Task objective
Extract every line of the entries below verbatim, but leave the pictures out of your reply.

====== Records provided ======

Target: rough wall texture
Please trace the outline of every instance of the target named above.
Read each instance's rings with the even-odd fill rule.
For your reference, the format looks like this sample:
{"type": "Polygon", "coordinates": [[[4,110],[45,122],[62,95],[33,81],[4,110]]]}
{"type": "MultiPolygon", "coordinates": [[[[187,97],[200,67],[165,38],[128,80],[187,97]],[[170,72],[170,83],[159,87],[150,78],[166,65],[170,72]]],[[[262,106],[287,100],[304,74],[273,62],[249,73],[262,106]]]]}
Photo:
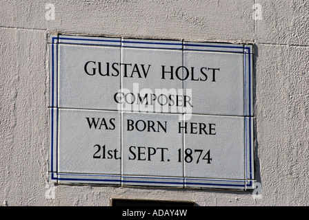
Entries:
{"type": "Polygon", "coordinates": [[[109,198],[198,206],[308,206],[309,3],[306,0],[0,0],[0,202],[109,206],[109,198]],[[48,20],[48,3],[55,19],[48,20]],[[260,20],[252,6],[261,6],[260,20]],[[49,32],[255,44],[252,192],[59,185],[46,197],[49,32]]]}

======

Finished exercise
Target: rough wall texture
Please trace the outline of every instance of the target named above.
Read each instance's rings with the even-odd fill rule.
For your reference, the format looks like this sample:
{"type": "Polygon", "coordinates": [[[4,110],[45,122],[62,95],[33,81],[4,110]]]}
{"type": "MultiPolygon", "coordinates": [[[[187,97],[200,67],[165,38],[128,80],[187,97]],[[170,72],[170,83],[159,87],[150,78],[166,65],[170,72]]],[[[262,106],[287,100],[304,74],[273,62],[249,73],[262,106]]]]}
Photo:
Entries:
{"type": "Polygon", "coordinates": [[[109,198],[198,206],[308,206],[309,3],[306,0],[0,0],[0,202],[109,206],[109,198]],[[48,20],[48,3],[55,19],[48,20]],[[260,20],[252,6],[261,6],[260,20]],[[49,32],[255,44],[252,192],[59,185],[46,197],[49,32]]]}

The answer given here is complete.